* **Instructions**
1 – In the Bush re-election article, what share of voters said they cared most about "moral values"?
2 – Write the next few paragraphs of the Bush re-election article, picking up after its final sentence.

* **Excerpt**
▬▬▬

Article of Interest...
Every once in a while I find an article that I really enjoy--this is one of those. I not only enjoy the content, but also the people they quoted: my former "employer" (it was an internship) former Speaker Newt Gingrich, and Grover Norquist--who I met at one of his meetings ("Grover's Corner"--where top conservatives get together and give inside information on various things...it was awesome!).
Anyway, it's long, but worth the read!
Electoral Affirmation of Shared Values Provides Bush a Majority
By TODD S. PURDUM
New York Times
11/04/04
It was not a landslide, or a re-alignment, or even a seismic shock. But it was decisive, and it is impossible to read President Bush's re-election with larger Republican majorities in both houses of Congress as anything other than the clearest confirmation yet that this is a center-right country - divided yes, but with an undisputed majority united behind his leadership.
Surveys of voters leaving the polls found that a majority believed the national economy was not so good, that tax cuts had done nothing to help it and that the war in Iraq had jeopardized national security. But fully one-fifth of voters said they cared most about "moral values" - as many as cared about terrorism and the economy - and 8 in 10 of them chose Mr. Bush.
In other words, while Mr. Bush remains a polarizing figure on both coasts and in big cities, he has proved himself a galvanizing one in the broad geographic and political center of the country. He increased his share of the vote among women, Hispanics, older voters and even city dwellers significantly from 2000, made slight gains among Catholics and Jews and turned what was then a 500,000-popular-vote defeat into a 3.6 million-popular-vote victory on Tuesday.
The president's chief strategist, Matthew Dowd, released a memorandum yesterday noting that Mr. Bush had become the first incumbent Republican president to win a presidential race with majorities in the House and Senate since Calvin Coolidge in 1924, and the first president of either party since Franklin D. Roosevelt in 1936 to be re-elected while gaining seats in both houses.

▬▬▬

* **Data segment**
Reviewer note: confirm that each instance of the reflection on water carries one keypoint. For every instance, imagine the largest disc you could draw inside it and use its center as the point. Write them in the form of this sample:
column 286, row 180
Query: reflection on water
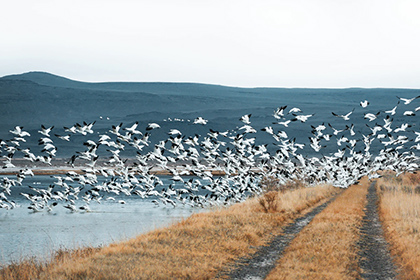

▬▬▬

* **Task-by-task results**
1 – One-fifth of voters.

2 –
"I think that there's a great deal of evidence that the American people support this president," said Ralph Reed, the former Christian Coalition leader who was Southeast regional coordinator of the Bush campaign this year. "There is a wide swath of voters, not just in the South but in the heartland of the country, that no longer feels that the Democratic Party speaks for them or their values, and that is a serious impediment to the Democrats in a campaign like we have just been through."
From state capitals to Capitol Hill, the Republicans made gains on Tuesday. Eleven state ballot initiatives to ban same-sex marriage passed easily, even in laid-back, live-and-let-live Oregon, and apparently inspired turnout that helped Mr. Bush. William J. Bennett, the former education secretary who has crusaded for moral values, noted in National Review Online that it was Ohio, which may well have lost more jobs under Mr. Bush than any other state, that gave him his electoral vote victory.
The former House Speaker Newt Gingrich, who led the charge that produced a Republican Congress 10 years ago this month, said: "I think all of the major themes of this president fit very much into the concept of a center-right governing majority. If you think about John Kerry goose-hunter, and John Kerry altar boy and John Kerry defender of America, he understood at some pretty profound level that you could not move out of the center-right and win."
Mr. Gingrich added of Mr. Kerry: "Look, I think he did the best he could. I think he actually overperformed his natural vote by four or five percentage points. You have to give him some real credit."
All along, Mr. Bush's political guru, Karl Rove, had argued that if Mr. Bush could turn out millions of conservatives and evangelical Christians who stayed home four years ago, he could win, aided also by population shifts that added electoral votes to the Sun Belt states in which the president ran strong both times.
Vice President Dick Cheney, as he introduced Mr. Bush at a victory rally in Washington yesterday afternoon, said that his boss had already had "a consequential presidency," and that voters had been inspired by his "clear agenda."
The biggest questions now may be about just what parts of that agenda Mr. Bush will choose to pursue, and just how many fights he will take on with either his liberal opponents or his conservative supporters.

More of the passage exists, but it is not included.